Passage:
# 2nd Quiz crossword



## David H (Sep 27, 2016)

_____________________________________
*Answer will appear in this grid as they are solved.*





*
Good Luck*


----------



## David H (Sep 28, 2016)

*Clue Time:* *(one day behind)*

*I have included the first and last letters to each answer*


----------



## mikeyB (Sep 28, 2016)

3 jamesonite
5 hamster
1 sporulation


----------



## mikeyB (Sep 28, 2016)

6 bovate


----------



## David H (Sep 28, 2016)

mikeyB said:


> 3 jamesonite
> 5 hamster
> 1 sporulation


Well done mikeyB


----------



## David H (Sep 28, 2016)

mikeyB said:


> 6 bovate


Well done mikeyB


----------



## Robin (Sep 28, 2016)

9. Macrocyte
10. Septeal?


----------



## Robin (Sep 28, 2016)

7 Bigarreau
2 Undulary?


----------



## mikeyB (Sep 28, 2016)

I thought of undulary Robin, but it's an obsolete word. This is a crossword, not an old English lesson. Or is it ?


----------



## Robin (Sep 28, 2016)

mikeyB said:


> I thought of undulary Robin, but it's an obsolete word. This is a crossword, not an old English lesson. Or is it ?


With David in charge, anythings possible. We had one a few weeks ago that only came up in a French dictionary. Keeps us on our toes!


----------



## David H (Sep 28, 2016)

Robin said:


> 9. Macrocyte
> 10. Septeal?


Well done Robin


----------



## David H (Sep 28, 2016)

Robin said:


> 7 Bigarreau
> 2 Undulary?


Well done Robin


----------



## David H (Sep 28, 2016)

P.S. am waiting for the laptop to uplate (win 10) only on 12%
Seems to take for ever.


----------



## David H (Sep 28, 2016)

P.S only finished now


----------



## David H (Sep 28, 2016)

At last Grid updated.


----------



## mikeyB (Sep 28, 2016)

The only word that remotely fits 4 is menthol, but that is a substance not an effect.

As far as I can find, there is no word in English that fits the clue for 8, so I give in.


----------



## David H (Sep 28, 2016)

mikeyB said:


> The only word that remotely fits 4 is menthol, but that is a substance not an effect.
> 
> As far as I can find, there is no word in English that fits the clue for 8, so I give in.


Well done mikeyB (effects the skin or membrane)


----------



## Robin (Sep 28, 2016)

I e been working along the lines of something to do with Quinsy for 8, but can't get an ending to fit.


----------



## David H (Sep 28, 2016)

Robin said:


> I e been working along the lines of something to do with Quinsy for 8, but can't get an ending to fit.


It's an English expression - Irish Equivalent is 'Throttle' - *think webbed feet and water*


----------



## Robin (Sep 28, 2016)

Quackle. The Oxford dictionary gives it as an East Anglian regional dialect, seventeenth century. A bit too obscure for me to have at my fingertips!


----------



## David H (Sep 28, 2016)

Robin said:


> Quackle. The Oxford dictionary gives it as an East Anglian regional dialect, seventeenth century. A bit too obscure for me to have at my fingertips!


Well done Robin


----------



## mikeyB (Sep 28, 2016)

Quackle??? 

17th century East Anglian regional dialect? Completely unfair. Even AZED in the Observer doesn't stoop to such depths of obscurity.


----------

Annotated coordinate records

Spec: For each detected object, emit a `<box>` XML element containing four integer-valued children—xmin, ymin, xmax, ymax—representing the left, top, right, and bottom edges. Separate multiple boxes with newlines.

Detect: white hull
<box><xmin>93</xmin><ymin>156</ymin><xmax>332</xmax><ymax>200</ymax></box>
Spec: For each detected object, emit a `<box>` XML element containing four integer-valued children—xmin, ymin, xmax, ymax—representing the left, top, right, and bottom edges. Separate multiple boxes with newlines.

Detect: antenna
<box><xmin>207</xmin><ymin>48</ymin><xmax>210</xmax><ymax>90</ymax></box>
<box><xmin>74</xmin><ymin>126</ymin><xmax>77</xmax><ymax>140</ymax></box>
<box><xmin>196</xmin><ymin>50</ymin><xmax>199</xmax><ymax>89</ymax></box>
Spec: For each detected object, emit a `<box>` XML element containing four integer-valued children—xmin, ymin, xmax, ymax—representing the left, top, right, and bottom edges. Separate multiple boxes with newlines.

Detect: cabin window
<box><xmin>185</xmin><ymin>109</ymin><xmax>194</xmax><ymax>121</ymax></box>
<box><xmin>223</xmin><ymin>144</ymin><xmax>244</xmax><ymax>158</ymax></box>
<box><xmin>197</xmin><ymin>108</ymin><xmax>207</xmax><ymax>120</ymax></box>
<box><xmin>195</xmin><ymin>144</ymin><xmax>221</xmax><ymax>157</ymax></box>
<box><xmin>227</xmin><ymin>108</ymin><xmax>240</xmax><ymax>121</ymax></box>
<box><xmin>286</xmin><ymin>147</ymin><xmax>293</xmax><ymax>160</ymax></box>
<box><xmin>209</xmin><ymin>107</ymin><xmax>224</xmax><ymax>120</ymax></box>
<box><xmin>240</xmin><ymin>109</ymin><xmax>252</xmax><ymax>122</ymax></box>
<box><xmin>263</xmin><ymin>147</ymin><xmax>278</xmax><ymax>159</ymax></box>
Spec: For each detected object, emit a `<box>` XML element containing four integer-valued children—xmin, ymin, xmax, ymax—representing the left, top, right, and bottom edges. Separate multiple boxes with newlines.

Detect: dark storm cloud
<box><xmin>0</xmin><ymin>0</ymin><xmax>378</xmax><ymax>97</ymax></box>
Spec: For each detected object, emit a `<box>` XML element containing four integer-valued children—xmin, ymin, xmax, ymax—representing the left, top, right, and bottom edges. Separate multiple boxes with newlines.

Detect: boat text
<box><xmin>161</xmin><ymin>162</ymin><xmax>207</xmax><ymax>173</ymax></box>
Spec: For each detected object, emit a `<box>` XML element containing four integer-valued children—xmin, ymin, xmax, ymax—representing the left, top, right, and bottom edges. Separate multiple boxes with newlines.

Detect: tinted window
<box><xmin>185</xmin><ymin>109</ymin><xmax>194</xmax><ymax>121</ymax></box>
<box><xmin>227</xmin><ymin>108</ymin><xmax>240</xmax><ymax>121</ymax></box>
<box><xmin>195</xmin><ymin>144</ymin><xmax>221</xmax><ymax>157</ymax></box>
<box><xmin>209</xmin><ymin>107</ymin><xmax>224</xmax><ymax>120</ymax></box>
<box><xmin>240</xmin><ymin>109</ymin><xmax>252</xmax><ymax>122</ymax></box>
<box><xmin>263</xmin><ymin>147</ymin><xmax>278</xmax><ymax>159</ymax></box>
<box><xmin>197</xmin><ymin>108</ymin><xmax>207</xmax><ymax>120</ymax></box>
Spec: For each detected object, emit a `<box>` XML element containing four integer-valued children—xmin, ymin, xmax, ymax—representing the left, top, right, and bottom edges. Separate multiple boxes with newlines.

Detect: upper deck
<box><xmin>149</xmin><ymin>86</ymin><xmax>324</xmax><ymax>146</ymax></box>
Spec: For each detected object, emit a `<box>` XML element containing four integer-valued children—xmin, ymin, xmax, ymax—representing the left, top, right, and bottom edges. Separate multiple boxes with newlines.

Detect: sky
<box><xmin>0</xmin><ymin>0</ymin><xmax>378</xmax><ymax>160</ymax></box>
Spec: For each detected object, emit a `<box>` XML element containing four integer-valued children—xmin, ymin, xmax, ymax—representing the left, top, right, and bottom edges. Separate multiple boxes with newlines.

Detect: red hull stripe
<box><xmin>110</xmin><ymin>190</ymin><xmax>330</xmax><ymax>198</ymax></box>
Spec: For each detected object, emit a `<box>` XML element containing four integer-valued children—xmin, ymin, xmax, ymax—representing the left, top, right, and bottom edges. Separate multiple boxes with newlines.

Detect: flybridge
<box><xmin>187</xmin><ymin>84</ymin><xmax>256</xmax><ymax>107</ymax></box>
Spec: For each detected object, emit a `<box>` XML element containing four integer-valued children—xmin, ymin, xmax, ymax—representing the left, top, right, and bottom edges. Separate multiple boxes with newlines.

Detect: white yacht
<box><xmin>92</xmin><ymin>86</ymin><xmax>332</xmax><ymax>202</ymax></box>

Requests:
1. List every word that Robin offers as a crossword answer in the crossword thread.
2. Decide whether each statement agrees with the crossword thread: (a) mikeyB gives "bovate" as the answer to clue 6; (b) Robin reports that the Oxford dictionary dates "Quackle" to the eighteenth century; (c) mikeyB describes "undulary" as a word still in current use.

Outputs for the tasks:
1. Macrocyte, Septeal, Bigarreau, Undulary, Quackle

2.
(a) Yes: "6 bovate"
(b) No: "East Anglian regional dialect, seventeenth century"
(c) No: "it's an obsolete word"